→ **TO BE DONE**: Copy every row below word for word, without the pictures.

---*---

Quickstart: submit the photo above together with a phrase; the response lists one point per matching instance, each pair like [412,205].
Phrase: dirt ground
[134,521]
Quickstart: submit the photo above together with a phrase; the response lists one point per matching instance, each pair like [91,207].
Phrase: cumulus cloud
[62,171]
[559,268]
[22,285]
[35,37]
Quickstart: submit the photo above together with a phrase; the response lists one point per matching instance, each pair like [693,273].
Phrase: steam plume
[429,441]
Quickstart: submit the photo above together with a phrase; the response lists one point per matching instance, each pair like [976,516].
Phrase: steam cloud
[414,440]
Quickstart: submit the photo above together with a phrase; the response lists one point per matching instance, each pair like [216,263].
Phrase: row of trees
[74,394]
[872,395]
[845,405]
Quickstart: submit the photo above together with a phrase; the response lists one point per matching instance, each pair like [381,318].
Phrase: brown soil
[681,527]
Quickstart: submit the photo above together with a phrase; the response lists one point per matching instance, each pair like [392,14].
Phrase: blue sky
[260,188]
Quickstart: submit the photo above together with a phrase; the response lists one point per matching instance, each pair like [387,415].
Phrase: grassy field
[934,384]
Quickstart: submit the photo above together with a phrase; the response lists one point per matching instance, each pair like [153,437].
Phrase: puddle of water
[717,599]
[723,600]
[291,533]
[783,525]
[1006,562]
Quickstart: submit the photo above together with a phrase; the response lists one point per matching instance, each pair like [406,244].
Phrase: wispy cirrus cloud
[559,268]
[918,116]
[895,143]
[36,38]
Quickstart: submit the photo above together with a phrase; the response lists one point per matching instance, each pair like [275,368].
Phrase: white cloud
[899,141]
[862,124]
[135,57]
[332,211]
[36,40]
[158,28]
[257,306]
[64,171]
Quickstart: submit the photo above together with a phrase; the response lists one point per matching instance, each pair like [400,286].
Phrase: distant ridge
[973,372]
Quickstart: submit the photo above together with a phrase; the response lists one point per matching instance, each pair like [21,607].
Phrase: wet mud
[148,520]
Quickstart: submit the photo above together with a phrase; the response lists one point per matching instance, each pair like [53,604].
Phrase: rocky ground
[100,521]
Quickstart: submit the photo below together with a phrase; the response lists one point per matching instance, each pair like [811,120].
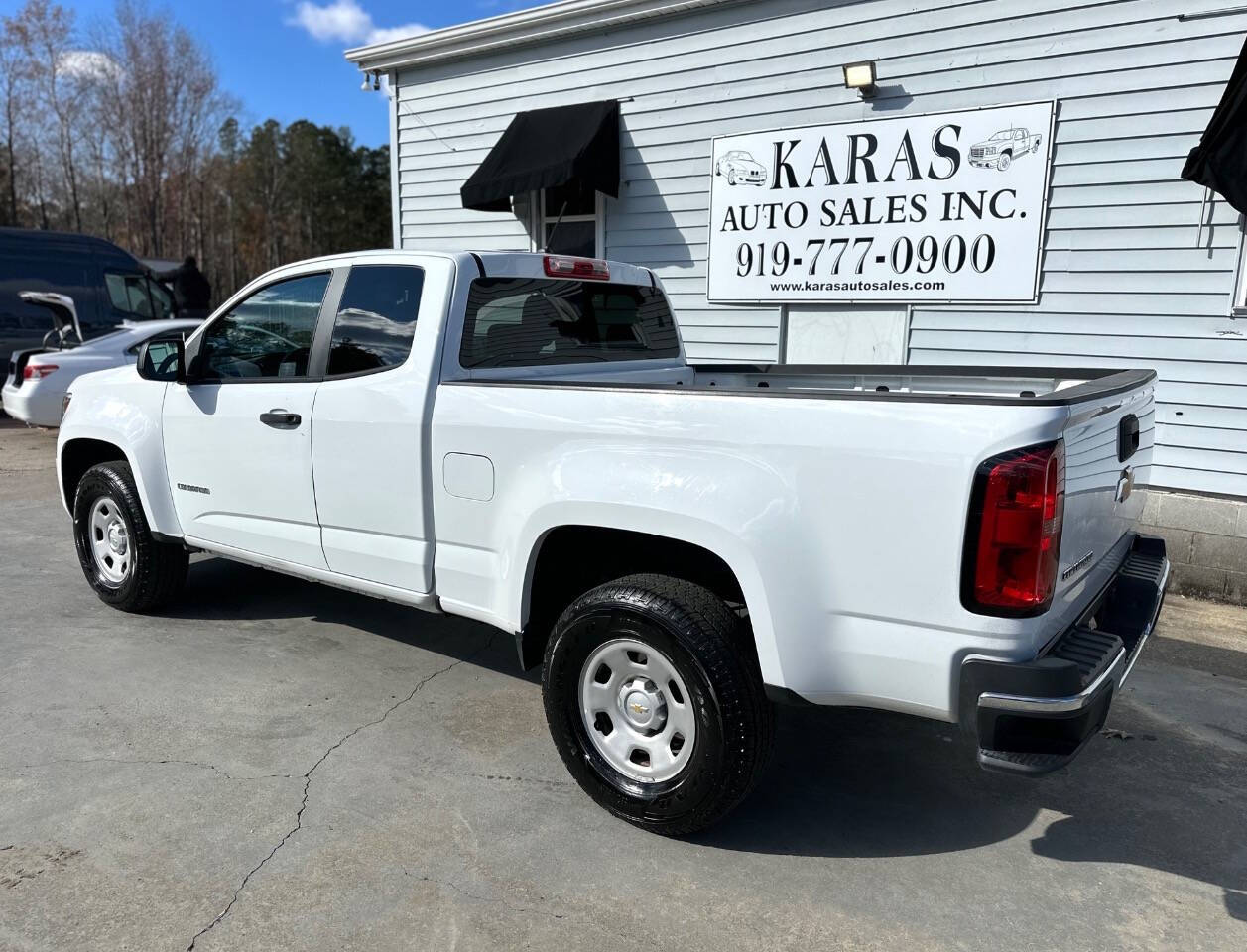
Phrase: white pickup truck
[518,438]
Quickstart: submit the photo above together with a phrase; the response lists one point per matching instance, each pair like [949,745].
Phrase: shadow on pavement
[854,782]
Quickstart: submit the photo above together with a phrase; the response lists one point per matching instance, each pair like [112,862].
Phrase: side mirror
[163,360]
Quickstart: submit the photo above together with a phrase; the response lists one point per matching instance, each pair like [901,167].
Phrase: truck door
[237,435]
[369,431]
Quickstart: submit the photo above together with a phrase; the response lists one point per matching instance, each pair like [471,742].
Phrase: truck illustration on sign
[740,168]
[1003,149]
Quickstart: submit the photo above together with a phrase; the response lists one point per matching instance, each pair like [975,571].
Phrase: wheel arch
[80,452]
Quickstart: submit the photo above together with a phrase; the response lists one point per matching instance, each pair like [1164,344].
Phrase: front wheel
[121,559]
[656,704]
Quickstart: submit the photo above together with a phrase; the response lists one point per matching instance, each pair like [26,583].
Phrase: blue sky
[282,59]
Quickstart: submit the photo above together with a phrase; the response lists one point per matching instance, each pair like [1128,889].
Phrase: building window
[580,228]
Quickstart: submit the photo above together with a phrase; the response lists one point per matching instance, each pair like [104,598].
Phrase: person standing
[190,290]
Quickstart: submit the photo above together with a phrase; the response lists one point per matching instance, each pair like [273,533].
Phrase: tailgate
[1107,459]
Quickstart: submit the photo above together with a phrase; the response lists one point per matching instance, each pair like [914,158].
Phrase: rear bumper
[32,404]
[1035,717]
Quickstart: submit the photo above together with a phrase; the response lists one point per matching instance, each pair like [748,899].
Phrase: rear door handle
[281,418]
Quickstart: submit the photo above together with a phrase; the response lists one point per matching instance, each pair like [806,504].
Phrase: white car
[38,380]
[518,438]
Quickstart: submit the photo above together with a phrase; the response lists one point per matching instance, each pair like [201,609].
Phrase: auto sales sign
[945,207]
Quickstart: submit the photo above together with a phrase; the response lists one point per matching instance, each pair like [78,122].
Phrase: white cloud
[347,21]
[87,64]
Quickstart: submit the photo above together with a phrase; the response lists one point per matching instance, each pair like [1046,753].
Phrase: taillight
[590,268]
[1013,540]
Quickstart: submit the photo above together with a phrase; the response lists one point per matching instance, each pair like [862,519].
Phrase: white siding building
[1130,276]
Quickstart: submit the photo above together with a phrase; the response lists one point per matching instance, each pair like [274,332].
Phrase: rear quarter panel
[120,408]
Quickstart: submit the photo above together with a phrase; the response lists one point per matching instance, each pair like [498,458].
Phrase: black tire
[158,571]
[712,654]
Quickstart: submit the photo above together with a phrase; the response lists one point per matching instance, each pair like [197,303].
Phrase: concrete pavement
[278,766]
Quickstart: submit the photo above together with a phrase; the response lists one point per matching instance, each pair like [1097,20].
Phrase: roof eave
[525,27]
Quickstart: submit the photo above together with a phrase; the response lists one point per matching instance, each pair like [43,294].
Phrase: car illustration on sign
[1003,149]
[740,168]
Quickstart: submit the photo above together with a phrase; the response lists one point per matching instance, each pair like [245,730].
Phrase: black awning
[543,149]
[1219,161]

---*---

→ **COMPLETE ANSWER**:
Quickstart: submit the photo above together with a phrase; the response lists one point per matching instance, each pair like [412,205].
Phrase: dirt ground
[134,521]
Quickstart: submit the photo above together with a phrase; the response lists one point per matching instance, each pair like [91,207].
Phrase: cumulus cloud
[62,171]
[559,268]
[22,285]
[35,37]
Quickstart: submit the photo above together with a phrase; the response lists one point per matching instance, each pair like [693,273].
Phrase: steam plume
[429,441]
Quickstart: submit the photo above together with a phrase; the response lists one point per matching instance, each pair like [976,516].
Phrase: steam cloud
[414,440]
Quickstart: submit the photo above together with a phrase; the response lists one point per matching instance, each pair like [216,263].
Phrase: row of trees
[74,394]
[872,395]
[845,405]
Quickstart: submit the photo above together with a phrase; the response lists one point per matching instance, each pair like [381,318].
Phrase: brown soil
[681,527]
Quickstart: submit the photo above together with a phrase; the response lists one point per matching instance, each pair like [392,14].
Phrase: blue sky
[260,188]
Quickstart: submit the photo above together with a phrase; the response lists one point per matching instance, each pair like [387,415].
Phrase: grassy field
[934,384]
Quickstart: submit the photo above together with a phrase; the response lists one point per matching instance, each pair like [153,437].
Phrase: puddle of water
[717,599]
[723,600]
[291,533]
[783,525]
[1006,562]
Quickstart: submit the photo above together with a phrase; the response lists one point per matching instance, each pair like [406,244].
Phrase: wispy cirrus cloud
[559,268]
[918,116]
[895,143]
[36,38]
Quickstart: submit the photo above together with a phrase; the response lists one point per matching instance, each pair like [275,368].
Phrase: white cloud
[899,141]
[862,124]
[135,57]
[332,211]
[36,40]
[158,28]
[257,306]
[64,171]
Quickstart: submit the photo above together with a phrase; the response lists one point per matching instance, each pair like [400,286].
Phrase: distant ridge
[973,372]
Quickstart: submit the photo above together with a phrase; the response lists one point per matching instance, each pair like [21,607].
Phrase: wet mud
[148,520]
Quickstart: submit the photo above together with a phrase; the response lists one point per matching instance, each pair like [53,604].
Phrase: rocky ground
[100,521]
Quickstart: submit the photo below together with a phrase; the response lists one point per matching instance, each pair like [811,120].
Phrase: white pickup truck
[518,438]
Quickstart: submit the photo above together with a phrase; the response lists one point per matching instance, each pair like [949,745].
Phrase: shadow on pavement
[854,782]
Quickstart: submit the photo above together with a phrase; the response lists one point per matching instance, each pair like [112,862].
Phrase: side mirror
[163,360]
Quickstart: submit the photo above together with a phrase; the response lists one point per matching instance, each pair like [901,167].
Phrase: truck door
[237,435]
[369,431]
Quickstart: submit the photo above together with a phrase; the response lists one point per matching instance, each pair like [471,742].
Phrase: truck illustration on sign
[740,168]
[1003,149]
Quickstart: submit the photo above together with a phrase; the response lists one point per matching instance, each pair like [975,571].
Phrase: wheel arch
[80,452]
Quickstart: submit the photo above together with a phrase; the response lists one point per matching instance, each pair like [1164,344].
Phrase: front wheel
[121,559]
[656,704]
Quickstart: submit the photo above together with a phrase; the response lists one point per matching instance, each pair like [26,583].
Phrase: blue sky
[282,59]
Quickstart: submit the photo above together with a phrase; the response lists one point per matching instance, each pair like [1128,889].
Phrase: building window
[580,228]
Quickstart: submit the photo above together with a phrase; the response lists one point per matching instance, each pair like [104,598].
Phrase: person standing
[190,290]
Quickstart: submit the photo above together with a phrase; the response lists one point per matching instance, each pair like [273,533].
Phrase: tailgate
[1107,459]
Quickstart: submit the photo above together with a phrase; the response lists one point per matching instance, each pair like [914,158].
Phrase: rear bumper
[32,404]
[1035,717]
Quickstart: submit the photo above together with a phrase; the response lists one point per matching instance, each pair like [748,899].
Phrase: rear door handle
[281,418]
Quickstart: submit the photo above together with a phrase; the response lists one point per matching instance, each pair like [806,504].
Phrase: white car
[38,380]
[518,438]
Quickstart: submit the photo above together with a phrase; the response lists one point per matching instance, each pair like [201,609].
Phrase: auto sales sign
[945,207]
Quickstart: submit the photo above together with a phrase; the response lists one point per matching instance, each pair like [78,122].
Phrase: white cloud
[347,21]
[87,64]
Quickstart: submit the photo above together with a phrase; the response lists one point per matching instance, each pair like [1046,753].
Phrase: taillight
[590,268]
[1013,540]
Quickstart: submit the photo above together with a phrase; the response lists one point per matching instance, each pair like [862,519].
Phrase: white siding building
[1130,276]
Quickstart: submit the photo above together with a phrase; the response lists one point per matching instance, each pair like [274,332].
Phrase: rear quarter panel
[120,408]
Quickstart: submit the photo above together with a phrase; the response lists one point per matching instance, each pair like [498,458].
Phrase: black tire
[158,571]
[712,654]
Quickstart: submit the photo above together with a phrase; the response lists one point per matching instance, each pair like [197,303].
Phrase: concrete pavement
[278,766]
Quickstart: submit the photo above together with a phrase; the response lists one point per matching instance, each pair like [1097,20].
Phrase: roof eave
[525,27]
Quickstart: submit the photo above together with a phrase; the response lists one point per matching instance, each pair like [43,294].
Phrase: car illustration on sign
[1003,149]
[740,168]
Quickstart: submit the photo above together with a phrase; the response lists one point per matching instance, each pair like [245,730].
Phrase: black awning
[543,149]
[1219,161]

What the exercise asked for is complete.